# MATERIAL FOR THIS EXERCISE
+ + + + +
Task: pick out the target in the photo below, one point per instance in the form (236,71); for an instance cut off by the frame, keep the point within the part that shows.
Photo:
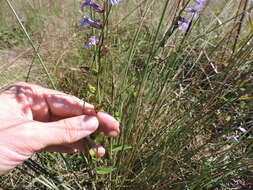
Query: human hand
(34,118)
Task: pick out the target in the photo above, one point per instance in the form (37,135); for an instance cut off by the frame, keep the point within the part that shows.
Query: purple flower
(241,129)
(199,4)
(94,24)
(92,41)
(93,5)
(191,10)
(233,137)
(23,20)
(114,2)
(185,23)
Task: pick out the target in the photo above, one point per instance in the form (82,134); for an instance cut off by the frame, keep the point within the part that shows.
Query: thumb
(64,131)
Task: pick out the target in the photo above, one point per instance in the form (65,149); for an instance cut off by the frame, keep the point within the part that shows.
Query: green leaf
(121,148)
(246,98)
(104,170)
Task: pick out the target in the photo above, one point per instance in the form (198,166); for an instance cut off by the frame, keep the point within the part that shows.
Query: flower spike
(92,41)
(93,5)
(94,24)
(114,2)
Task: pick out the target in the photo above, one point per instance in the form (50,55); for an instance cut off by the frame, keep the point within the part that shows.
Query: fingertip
(99,150)
(89,109)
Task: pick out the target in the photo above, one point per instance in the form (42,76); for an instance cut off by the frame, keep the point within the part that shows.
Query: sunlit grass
(178,95)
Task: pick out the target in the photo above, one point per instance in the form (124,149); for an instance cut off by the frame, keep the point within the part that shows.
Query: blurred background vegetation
(178,103)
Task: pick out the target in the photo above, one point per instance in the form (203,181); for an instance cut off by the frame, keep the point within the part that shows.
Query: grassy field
(182,96)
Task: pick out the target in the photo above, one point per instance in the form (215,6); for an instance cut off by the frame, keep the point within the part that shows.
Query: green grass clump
(178,95)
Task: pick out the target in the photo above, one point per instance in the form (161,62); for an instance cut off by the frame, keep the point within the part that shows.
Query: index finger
(47,104)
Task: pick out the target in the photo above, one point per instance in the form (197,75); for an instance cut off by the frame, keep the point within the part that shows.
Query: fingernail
(90,123)
(114,133)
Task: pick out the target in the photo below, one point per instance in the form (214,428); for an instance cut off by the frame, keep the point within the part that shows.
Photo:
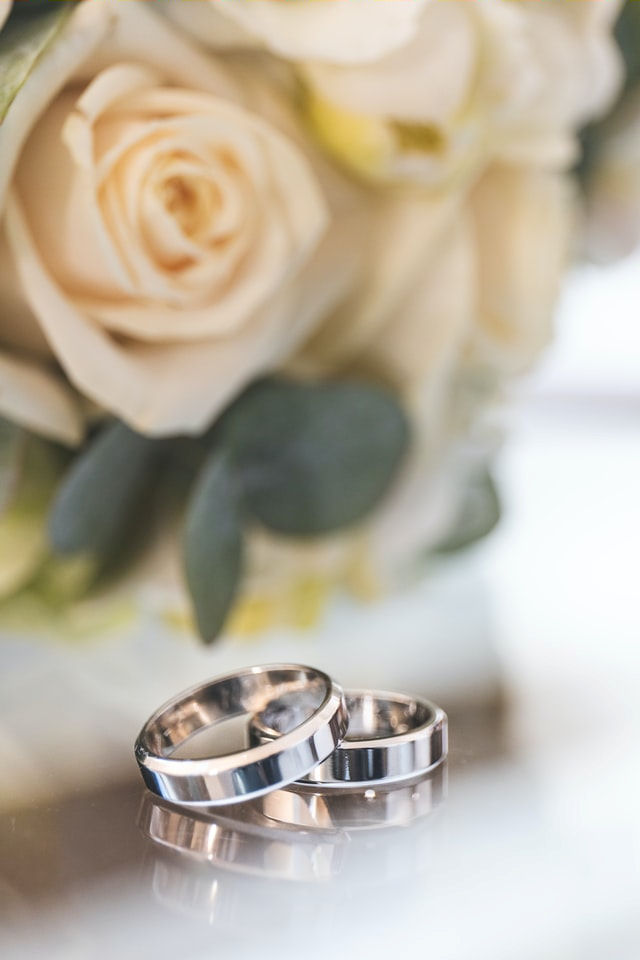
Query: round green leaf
(96,507)
(478,515)
(213,545)
(314,458)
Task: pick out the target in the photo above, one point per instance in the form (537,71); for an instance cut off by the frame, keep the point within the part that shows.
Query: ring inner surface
(202,723)
(376,718)
(370,717)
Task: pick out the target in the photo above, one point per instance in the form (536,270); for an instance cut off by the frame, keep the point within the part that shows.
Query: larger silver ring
(251,772)
(391,738)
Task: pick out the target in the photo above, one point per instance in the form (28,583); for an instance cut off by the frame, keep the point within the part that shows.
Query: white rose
(170,244)
(327,30)
(476,82)
(476,279)
(612,227)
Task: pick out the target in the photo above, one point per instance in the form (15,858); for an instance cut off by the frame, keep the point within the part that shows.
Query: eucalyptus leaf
(314,458)
(96,507)
(628,36)
(27,8)
(213,544)
(479,514)
(23,40)
(12,443)
(23,539)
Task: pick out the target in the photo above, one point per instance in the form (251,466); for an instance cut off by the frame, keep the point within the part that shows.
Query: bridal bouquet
(266,266)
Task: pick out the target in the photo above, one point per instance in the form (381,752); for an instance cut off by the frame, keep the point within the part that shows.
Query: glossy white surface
(536,851)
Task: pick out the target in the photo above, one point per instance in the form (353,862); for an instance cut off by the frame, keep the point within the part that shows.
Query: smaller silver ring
(392,738)
(229,777)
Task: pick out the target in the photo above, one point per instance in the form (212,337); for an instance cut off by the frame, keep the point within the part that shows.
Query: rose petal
(83,32)
(176,388)
(38,400)
(356,31)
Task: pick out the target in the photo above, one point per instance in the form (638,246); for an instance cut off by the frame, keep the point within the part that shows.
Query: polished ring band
(232,777)
(391,738)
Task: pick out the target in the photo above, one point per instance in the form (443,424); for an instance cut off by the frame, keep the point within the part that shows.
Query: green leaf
(12,443)
(33,473)
(314,458)
(96,507)
(213,544)
(23,40)
(479,514)
(628,36)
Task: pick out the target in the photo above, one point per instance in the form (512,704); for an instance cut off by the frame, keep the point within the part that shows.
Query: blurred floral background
(268,274)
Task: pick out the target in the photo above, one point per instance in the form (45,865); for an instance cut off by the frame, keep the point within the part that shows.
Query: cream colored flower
(475,83)
(466,282)
(37,399)
(170,243)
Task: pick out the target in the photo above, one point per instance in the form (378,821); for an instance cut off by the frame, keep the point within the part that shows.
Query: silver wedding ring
(223,777)
(392,738)
(270,727)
+ + + + +
Starting with the line containing "the form (512,704);" and going on through the end of the records, write the lines out again, switching "frame" to "border" and changing nothing else.

# RESPONSE TO THE EXERCISE
Task: pick out the target in the photo above, one point per instance in the form (512,704); for an instance cut off by the border, keep the point within the part that shows.
Query: blurred floral background
(268,274)
Task: pick out the target in the photo above, one point per instance in the form (45,865); for an instance cut off by the border, keep the point within the part that shows.
Query: cream colored flower
(475,83)
(466,282)
(37,399)
(170,243)
Task: pick out the target in the photo above, one point per instance in the form (378,821); for an instance cut off by the border, keep the point within the part that shows.
Query: silver wedding ring
(223,777)
(392,738)
(270,727)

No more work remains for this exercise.